## Exercise requirements
Rewrite all of the data below, replacing each occurrence of "Verification task" with "Detection task" and leaving everything else unchanged.

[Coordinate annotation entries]
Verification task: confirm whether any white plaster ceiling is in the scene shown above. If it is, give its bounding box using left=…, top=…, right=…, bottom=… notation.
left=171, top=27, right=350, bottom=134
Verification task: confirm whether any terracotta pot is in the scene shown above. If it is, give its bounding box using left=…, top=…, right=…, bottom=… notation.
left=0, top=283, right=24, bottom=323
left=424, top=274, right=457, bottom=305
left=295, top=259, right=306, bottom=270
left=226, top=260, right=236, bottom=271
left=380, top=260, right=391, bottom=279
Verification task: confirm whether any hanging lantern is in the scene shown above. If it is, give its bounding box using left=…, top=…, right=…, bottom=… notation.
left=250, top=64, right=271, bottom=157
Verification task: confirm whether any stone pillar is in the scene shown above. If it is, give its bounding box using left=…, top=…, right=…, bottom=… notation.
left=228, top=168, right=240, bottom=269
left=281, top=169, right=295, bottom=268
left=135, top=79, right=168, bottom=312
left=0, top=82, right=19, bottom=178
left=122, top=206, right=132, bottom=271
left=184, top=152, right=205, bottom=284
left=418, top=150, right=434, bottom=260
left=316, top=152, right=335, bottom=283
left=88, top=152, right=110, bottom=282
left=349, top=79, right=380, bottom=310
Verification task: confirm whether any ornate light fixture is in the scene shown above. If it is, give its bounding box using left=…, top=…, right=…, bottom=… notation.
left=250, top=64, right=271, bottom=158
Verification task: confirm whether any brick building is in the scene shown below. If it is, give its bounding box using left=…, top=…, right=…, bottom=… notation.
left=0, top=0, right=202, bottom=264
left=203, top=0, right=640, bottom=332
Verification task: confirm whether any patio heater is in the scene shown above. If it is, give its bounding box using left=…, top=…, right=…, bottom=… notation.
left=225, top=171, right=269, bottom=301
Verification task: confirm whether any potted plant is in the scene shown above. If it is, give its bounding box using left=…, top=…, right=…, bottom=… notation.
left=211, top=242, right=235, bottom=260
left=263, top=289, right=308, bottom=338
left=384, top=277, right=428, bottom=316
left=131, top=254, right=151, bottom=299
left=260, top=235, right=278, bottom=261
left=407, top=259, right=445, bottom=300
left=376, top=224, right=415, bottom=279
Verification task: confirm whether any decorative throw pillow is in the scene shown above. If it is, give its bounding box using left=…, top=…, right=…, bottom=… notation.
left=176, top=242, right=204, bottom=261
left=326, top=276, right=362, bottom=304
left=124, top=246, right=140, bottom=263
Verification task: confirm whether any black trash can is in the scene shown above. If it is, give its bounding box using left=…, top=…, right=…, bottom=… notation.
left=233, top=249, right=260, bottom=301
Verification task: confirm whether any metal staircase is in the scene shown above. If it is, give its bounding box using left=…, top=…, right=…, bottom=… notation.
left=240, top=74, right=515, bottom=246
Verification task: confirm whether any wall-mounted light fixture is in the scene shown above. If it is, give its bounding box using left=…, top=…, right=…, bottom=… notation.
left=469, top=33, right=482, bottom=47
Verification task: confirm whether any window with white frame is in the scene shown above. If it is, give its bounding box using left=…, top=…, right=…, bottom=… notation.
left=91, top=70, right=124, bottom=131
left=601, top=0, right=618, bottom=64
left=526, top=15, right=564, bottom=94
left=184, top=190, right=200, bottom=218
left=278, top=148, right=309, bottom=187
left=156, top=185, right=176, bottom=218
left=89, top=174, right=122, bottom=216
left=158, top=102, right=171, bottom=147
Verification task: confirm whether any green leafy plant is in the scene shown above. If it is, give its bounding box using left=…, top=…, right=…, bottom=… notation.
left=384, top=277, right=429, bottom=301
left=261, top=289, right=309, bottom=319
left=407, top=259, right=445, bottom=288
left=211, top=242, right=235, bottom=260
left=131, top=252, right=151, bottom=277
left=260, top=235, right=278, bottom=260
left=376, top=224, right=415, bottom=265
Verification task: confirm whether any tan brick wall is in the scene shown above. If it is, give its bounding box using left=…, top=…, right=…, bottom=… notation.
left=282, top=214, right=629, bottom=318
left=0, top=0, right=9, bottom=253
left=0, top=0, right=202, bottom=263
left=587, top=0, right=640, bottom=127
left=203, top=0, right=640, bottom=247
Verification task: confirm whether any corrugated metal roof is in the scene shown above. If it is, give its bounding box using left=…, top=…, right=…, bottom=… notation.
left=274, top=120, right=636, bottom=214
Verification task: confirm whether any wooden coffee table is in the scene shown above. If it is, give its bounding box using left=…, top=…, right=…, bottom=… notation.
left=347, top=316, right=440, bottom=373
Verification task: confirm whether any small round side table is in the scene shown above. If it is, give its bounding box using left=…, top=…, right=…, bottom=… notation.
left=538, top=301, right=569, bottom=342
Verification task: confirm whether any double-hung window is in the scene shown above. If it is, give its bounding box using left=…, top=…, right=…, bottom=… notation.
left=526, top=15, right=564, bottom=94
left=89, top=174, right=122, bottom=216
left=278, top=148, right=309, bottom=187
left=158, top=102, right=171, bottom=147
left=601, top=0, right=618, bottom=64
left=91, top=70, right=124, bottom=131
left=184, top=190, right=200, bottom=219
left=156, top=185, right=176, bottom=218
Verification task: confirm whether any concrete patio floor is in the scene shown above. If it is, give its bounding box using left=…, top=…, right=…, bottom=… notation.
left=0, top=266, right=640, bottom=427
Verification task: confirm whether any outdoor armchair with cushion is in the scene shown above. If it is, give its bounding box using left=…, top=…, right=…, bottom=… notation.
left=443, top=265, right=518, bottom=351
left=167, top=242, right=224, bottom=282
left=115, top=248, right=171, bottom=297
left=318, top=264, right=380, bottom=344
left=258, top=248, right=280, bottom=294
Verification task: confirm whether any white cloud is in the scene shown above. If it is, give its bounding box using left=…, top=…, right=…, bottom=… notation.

## Exercise response
Detection task: confirm whether any white plaster ceiling is in the scene shown above. If it is, give its bounding box using left=…, top=…, right=…, bottom=… notation.
left=171, top=27, right=350, bottom=134
Detection task: confirm whether any terracotta pot is in the scene shown above. If it is, give its bounding box using left=…, top=…, right=…, bottom=… notation.
left=0, top=283, right=24, bottom=323
left=424, top=274, right=457, bottom=305
left=295, top=259, right=306, bottom=270
left=226, top=260, right=236, bottom=271
left=380, top=260, right=391, bottom=279
Detection task: confirm whether any hanging lantern is in the scene shown above. If it is, give its bounding box using left=…, top=…, right=…, bottom=… notation.
left=250, top=64, right=271, bottom=157
Detection task: confirm whether any stone pillar is in the scene shown above. If it is, give its bounding box using left=…, top=…, right=…, bottom=… notation.
left=228, top=168, right=240, bottom=269
left=281, top=169, right=295, bottom=268
left=135, top=79, right=168, bottom=312
left=0, top=82, right=19, bottom=178
left=122, top=206, right=132, bottom=271
left=184, top=152, right=205, bottom=284
left=418, top=150, right=434, bottom=260
left=316, top=152, right=335, bottom=283
left=88, top=152, right=110, bottom=282
left=349, top=79, right=380, bottom=310
Detection task: confirm whether any ornate light fixture is in the scene shown above. If it is, give its bounding box using left=…, top=…, right=…, bottom=… notation.
left=250, top=64, right=271, bottom=158
Detection task: confirm whether any brick building is in the scene shown below. If it is, give its bounding box using left=…, top=…, right=…, bottom=… notation.
left=0, top=0, right=202, bottom=264
left=203, top=0, right=640, bottom=332
Detection task: confirm whether any patio heater is in the scene shown above. If it is, give its bounding box using left=…, top=…, right=…, bottom=… notation.
left=225, top=171, right=269, bottom=301
Detection task: confirm whether any potted plant is in the scene shown above. If it is, give its bounding box using left=…, top=…, right=…, bottom=… notation.
left=211, top=242, right=235, bottom=260
left=263, top=289, right=308, bottom=338
left=384, top=277, right=428, bottom=316
left=131, top=254, right=151, bottom=299
left=260, top=235, right=278, bottom=261
left=407, top=259, right=445, bottom=300
left=376, top=224, right=415, bottom=279
Detection task: confirm whether any decorative throw pillow is in the scene shown above. If it is, give its bounding box using left=…, top=…, right=…, bottom=… notation.
left=176, top=242, right=204, bottom=261
left=326, top=276, right=362, bottom=304
left=124, top=246, right=140, bottom=263
Detection task: confirm whether any black trash can is in the scene shown above. If it is, give its bounding box using left=…, top=…, right=…, bottom=… notation.
left=233, top=249, right=260, bottom=301
Detection task: confirm whether any metal staircase is in the scene shown above. If it is, give its bounding box using left=…, top=…, right=…, bottom=… notation.
left=240, top=74, right=515, bottom=246
Detection task: confirm whether any wall-mounted light fixture is in the scene shown above. If it is, give its bounding box using left=…, top=…, right=…, bottom=… notation.
left=469, top=33, right=482, bottom=47
Detection task: confirm whether any window with white frame is in the scene shown above. If it is, give its bounding box using left=…, top=…, right=…, bottom=… notation.
left=91, top=70, right=124, bottom=131
left=601, top=0, right=618, bottom=64
left=526, top=15, right=564, bottom=94
left=184, top=190, right=200, bottom=218
left=278, top=148, right=309, bottom=187
left=156, top=185, right=176, bottom=218
left=89, top=174, right=122, bottom=216
left=158, top=102, right=171, bottom=147
Detection task: confirm whether any green leafy plant is in the scene shown above. If it is, give its bounding box using left=…, top=…, right=…, bottom=… notation.
left=384, top=277, right=429, bottom=301
left=261, top=289, right=309, bottom=319
left=407, top=259, right=445, bottom=288
left=211, top=242, right=235, bottom=260
left=131, top=252, right=151, bottom=277
left=260, top=235, right=278, bottom=260
left=376, top=224, right=415, bottom=265
Detection task: confirm whether any tan brick wall is in the scene shown above. If it is, give its bounding box using left=…, top=…, right=…, bottom=… notation.
left=282, top=214, right=629, bottom=318
left=0, top=0, right=9, bottom=253
left=0, top=0, right=202, bottom=263
left=587, top=0, right=640, bottom=127
left=203, top=0, right=640, bottom=247
Detection task: confirm whether any corrugated metal roof is in the scene shown above. If it is, give its bounding box using left=…, top=…, right=…, bottom=… notation.
left=274, top=120, right=636, bottom=214
Detection task: confirm whether any wooden coffee table is in the scene shown above. If it is, give its bounding box using left=…, top=…, right=…, bottom=… notation.
left=347, top=316, right=440, bottom=373
Detection task: confirm whether any small round side table is in the scene shown above. If it is, give its bounding box using left=…, top=…, right=…, bottom=… notation.
left=538, top=301, right=569, bottom=342
Detection task: confirm whether any double-hung window is in the scene shown above. If it is, give its bounding box using left=…, top=…, right=…, bottom=… notation.
left=526, top=15, right=564, bottom=94
left=89, top=174, right=122, bottom=216
left=278, top=148, right=309, bottom=187
left=158, top=102, right=171, bottom=147
left=601, top=0, right=618, bottom=64
left=91, top=70, right=124, bottom=131
left=184, top=190, right=200, bottom=219
left=156, top=185, right=176, bottom=218
Detection task: confirm whether any concrete patio floor is in the scene shown above. If it is, give its bounding box using left=…, top=…, right=…, bottom=… notation.
left=0, top=266, right=640, bottom=427
Detection task: confirm whether any outdoor armchair with cushion is in the scene shown above. If it is, give its bounding box using left=…, top=…, right=…, bottom=… notation.
left=443, top=265, right=518, bottom=351
left=167, top=242, right=224, bottom=282
left=115, top=248, right=171, bottom=297
left=318, top=264, right=380, bottom=344
left=258, top=248, right=280, bottom=294
Detection task: confirm whether any white cloud is in the scene shown above. If it is, give its bounding box using left=…, top=…, right=…, bottom=… notation.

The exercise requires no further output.